→ GIVEN TASK A: Reproduce the movie recommender notebook below in full, word for word.

Movie Recommender System
Here we try to implement a recommender system using meta-data such as keywords, cast, and crew.
We hope to suggest movies with similar keywords or cast or crew members

Importing Data Processing Libraries

In [2]:
import numpy as np
import pandas as pd

Reading the Datasets into python

In [5]:
cred_df = pd.read_csv('/content/drive/MyDrive/Colab Notebooks/credits.csv')
cred_df.head()

ParserError: ignored

In [None]:
key_df = pd.read_csv('/content/drive/MyDrive/Colab Notebooks/keywords.csv')
key_df.head()

We can merge dataframes on id as they are similar columns.

In [None]:
cred_df.shape

In [None]:
key_df.shape

In [None]:
key_df['keywords'][0]

In [None]:
cred_df['cast'][0]

In [None]:
key_df.info()

In [None]:
cred_df.info()

Merging Dataframes


Since the shape is different, we can check for duplicates.

→ GIVEN TASK B: List each line of the records below that contains the string "vehicle".

[Records with bounding boxes]
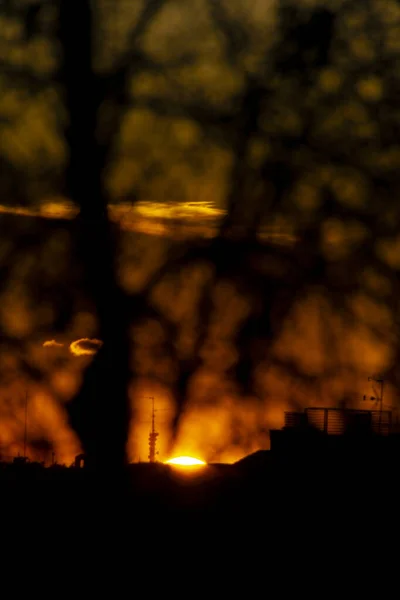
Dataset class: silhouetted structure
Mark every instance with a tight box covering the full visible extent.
[148,398,158,462]
[270,407,400,464]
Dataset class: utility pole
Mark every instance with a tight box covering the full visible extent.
[148,397,159,462]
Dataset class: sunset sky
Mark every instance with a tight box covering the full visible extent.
[0,0,400,462]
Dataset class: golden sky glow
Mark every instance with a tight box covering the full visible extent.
[165,456,206,467]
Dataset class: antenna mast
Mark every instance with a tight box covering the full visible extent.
[24,392,28,460]
[149,397,158,462]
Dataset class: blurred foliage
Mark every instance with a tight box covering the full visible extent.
[0,0,400,464]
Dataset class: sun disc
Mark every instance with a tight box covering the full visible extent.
[166,456,206,467]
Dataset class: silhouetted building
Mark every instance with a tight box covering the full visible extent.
[270,407,400,464]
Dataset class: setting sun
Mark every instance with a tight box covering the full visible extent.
[165,456,206,467]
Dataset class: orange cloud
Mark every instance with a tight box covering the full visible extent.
[43,340,64,348]
[69,338,103,356]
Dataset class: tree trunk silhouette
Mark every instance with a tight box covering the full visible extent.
[60,0,129,469]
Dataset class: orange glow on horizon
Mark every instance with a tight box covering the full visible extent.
[165,456,207,467]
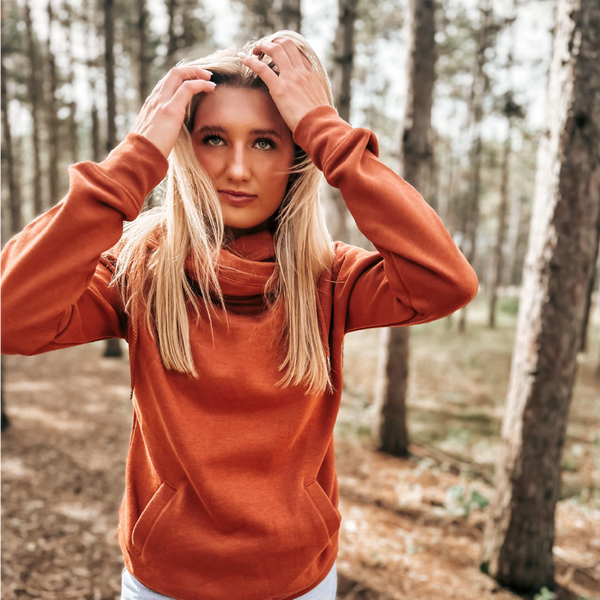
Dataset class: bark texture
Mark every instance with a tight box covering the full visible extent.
[482,0,600,592]
[373,0,437,456]
[330,0,358,244]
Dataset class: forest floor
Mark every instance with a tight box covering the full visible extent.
[0,298,600,600]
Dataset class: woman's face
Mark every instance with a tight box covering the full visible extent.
[192,85,294,238]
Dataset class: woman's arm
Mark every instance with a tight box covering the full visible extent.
[293,105,479,333]
[0,132,169,355]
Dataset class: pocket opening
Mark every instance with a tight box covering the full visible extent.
[304,479,342,538]
[131,479,177,554]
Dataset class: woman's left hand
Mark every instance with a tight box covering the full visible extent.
[238,38,329,134]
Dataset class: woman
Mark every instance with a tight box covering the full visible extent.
[0,30,478,600]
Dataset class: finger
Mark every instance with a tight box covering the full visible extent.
[273,38,314,71]
[160,65,212,98]
[165,79,216,112]
[238,52,279,91]
[252,42,293,73]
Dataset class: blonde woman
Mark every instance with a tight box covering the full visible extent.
[0,30,478,600]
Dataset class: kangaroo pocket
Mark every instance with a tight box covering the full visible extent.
[304,479,341,540]
[129,480,341,600]
[131,480,177,554]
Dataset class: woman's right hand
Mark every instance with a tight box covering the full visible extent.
[132,65,216,158]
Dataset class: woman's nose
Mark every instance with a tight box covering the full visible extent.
[226,146,250,179]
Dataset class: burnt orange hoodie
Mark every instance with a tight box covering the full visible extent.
[0,105,478,600]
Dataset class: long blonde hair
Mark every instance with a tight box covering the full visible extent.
[111,30,335,393]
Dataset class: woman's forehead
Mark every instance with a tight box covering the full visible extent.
[194,86,289,134]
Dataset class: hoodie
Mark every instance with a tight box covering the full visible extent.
[0,105,478,600]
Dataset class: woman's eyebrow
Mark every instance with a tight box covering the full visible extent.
[194,125,282,139]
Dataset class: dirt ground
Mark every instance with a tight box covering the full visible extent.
[0,304,600,600]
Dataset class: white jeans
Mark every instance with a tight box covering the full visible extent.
[121,562,337,600]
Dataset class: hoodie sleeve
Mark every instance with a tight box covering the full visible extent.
[0,132,169,356]
[293,105,479,334]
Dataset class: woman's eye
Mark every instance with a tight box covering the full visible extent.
[202,135,221,146]
[256,138,275,150]
[202,134,275,150]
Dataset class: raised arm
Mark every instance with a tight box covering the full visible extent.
[294,105,479,335]
[0,66,215,355]
[0,132,168,355]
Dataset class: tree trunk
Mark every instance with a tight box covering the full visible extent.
[458,0,492,333]
[103,0,123,358]
[488,117,512,329]
[163,0,177,70]
[373,0,436,456]
[481,0,600,593]
[0,0,16,431]
[329,0,358,244]
[46,0,60,206]
[23,0,44,217]
[277,0,302,33]
[62,3,79,164]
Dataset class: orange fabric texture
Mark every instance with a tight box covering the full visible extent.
[0,105,478,600]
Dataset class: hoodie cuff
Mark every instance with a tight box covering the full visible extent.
[292,104,379,172]
[96,131,169,220]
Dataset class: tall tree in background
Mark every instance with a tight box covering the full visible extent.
[103,0,123,358]
[481,0,600,592]
[275,0,302,33]
[23,0,45,217]
[458,0,492,332]
[373,0,436,456]
[82,0,102,163]
[46,0,60,206]
[61,2,79,164]
[329,0,358,243]
[0,0,16,431]
[488,0,524,328]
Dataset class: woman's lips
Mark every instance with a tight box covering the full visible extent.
[221,192,256,206]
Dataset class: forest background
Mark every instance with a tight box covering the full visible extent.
[0,0,600,600]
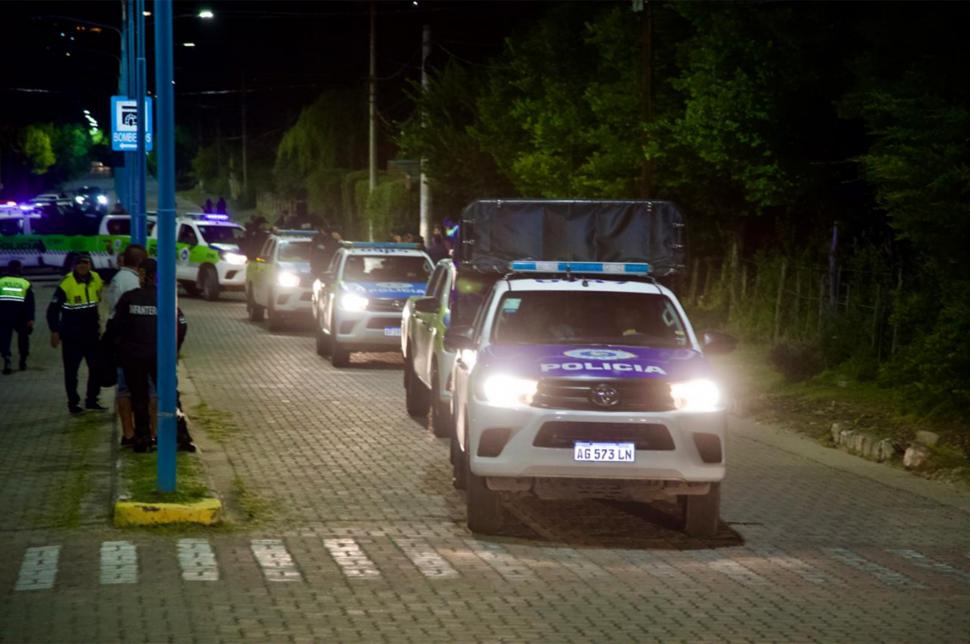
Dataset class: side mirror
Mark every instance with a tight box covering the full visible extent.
[704,331,738,355]
[414,297,438,313]
[445,326,475,352]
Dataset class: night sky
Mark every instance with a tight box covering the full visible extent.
[0,0,548,158]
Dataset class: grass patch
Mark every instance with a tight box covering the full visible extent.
[119,451,213,503]
[711,344,970,472]
[189,403,239,443]
[33,415,106,528]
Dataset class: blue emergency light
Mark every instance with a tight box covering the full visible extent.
[340,242,421,250]
[509,260,650,275]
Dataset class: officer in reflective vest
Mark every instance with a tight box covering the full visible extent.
[47,254,106,414]
[0,260,34,376]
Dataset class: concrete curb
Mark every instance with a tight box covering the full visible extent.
[114,499,222,528]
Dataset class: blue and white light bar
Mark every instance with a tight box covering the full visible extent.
[340,242,420,250]
[509,260,650,275]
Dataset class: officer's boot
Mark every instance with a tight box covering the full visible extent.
[148,398,158,444]
[115,396,135,445]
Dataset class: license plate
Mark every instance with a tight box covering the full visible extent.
[573,441,637,463]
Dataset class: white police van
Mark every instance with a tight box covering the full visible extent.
[312,242,431,367]
[445,261,733,537]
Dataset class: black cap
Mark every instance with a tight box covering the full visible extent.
[141,258,158,280]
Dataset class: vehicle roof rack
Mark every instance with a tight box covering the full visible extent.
[509,260,651,277]
[340,241,421,250]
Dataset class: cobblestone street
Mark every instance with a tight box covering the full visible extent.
[0,287,970,642]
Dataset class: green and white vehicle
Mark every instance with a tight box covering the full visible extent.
[148,213,246,301]
[401,259,456,437]
[0,204,154,277]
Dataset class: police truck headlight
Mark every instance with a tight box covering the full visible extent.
[670,378,721,411]
[340,293,367,312]
[482,374,539,407]
[222,253,246,266]
[276,271,300,288]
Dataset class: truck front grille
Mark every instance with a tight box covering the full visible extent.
[532,378,674,412]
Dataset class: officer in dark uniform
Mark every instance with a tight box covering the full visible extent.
[47,253,106,414]
[0,259,34,376]
[105,259,189,452]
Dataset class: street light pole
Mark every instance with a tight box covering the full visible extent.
[153,0,177,492]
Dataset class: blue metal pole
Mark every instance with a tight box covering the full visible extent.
[154,0,176,492]
[122,0,135,218]
[131,0,148,245]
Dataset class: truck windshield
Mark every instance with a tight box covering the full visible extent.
[199,226,243,244]
[344,255,431,282]
[280,241,310,262]
[492,291,688,348]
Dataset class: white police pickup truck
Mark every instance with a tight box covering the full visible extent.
[445,261,733,536]
[312,242,431,367]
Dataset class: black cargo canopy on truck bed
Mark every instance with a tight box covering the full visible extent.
[455,199,684,276]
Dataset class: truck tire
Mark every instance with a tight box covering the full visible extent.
[266,291,283,331]
[404,356,431,418]
[449,436,465,490]
[431,362,452,438]
[197,265,219,302]
[463,442,503,534]
[179,280,199,297]
[684,483,721,538]
[313,321,330,358]
[246,284,264,322]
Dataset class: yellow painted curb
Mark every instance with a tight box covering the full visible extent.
[114,499,222,527]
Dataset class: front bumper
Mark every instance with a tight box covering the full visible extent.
[466,400,726,483]
[273,286,313,315]
[216,262,246,290]
[334,311,401,351]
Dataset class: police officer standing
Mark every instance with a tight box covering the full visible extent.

→ RIGHT ANSWER A:
Movie Recommender System
Here we try to implement a recommender system using meta-data such as keywords, cast, and crew.
We hope to suggest movies with similar keywords or cast or crew members

Importing Data Processing Libraries

In [2]:
import numpy as np
import pandas as pd

Reading the Datasets into python

In [5]:
cred_df = pd.read_csv('/content/drive/MyDrive/Colab Notebooks/credits.csv')
cred_df.head()

ParserError: ignored

In [None]:
key_df = pd.read_csv('/content/drive/MyDrive/Colab Notebooks/keywords.csv')
key_df.head()

We can merge dataframes on id as they are similar columns.

In [None]:
cred_df.shape

In [None]:
key_df.shape

In [None]:
key_df['keywords'][0]

In [None]:
cred_df['cast'][0]

In [None]:
key_df.info()

In [None]:
cred_df.info()

Merging Dataframes


Since the shape is different, we can check for duplicates.

→ RIGHT ANSWER B:
Dataset class: vehicle roof rack
Dataset class: green and white vehicle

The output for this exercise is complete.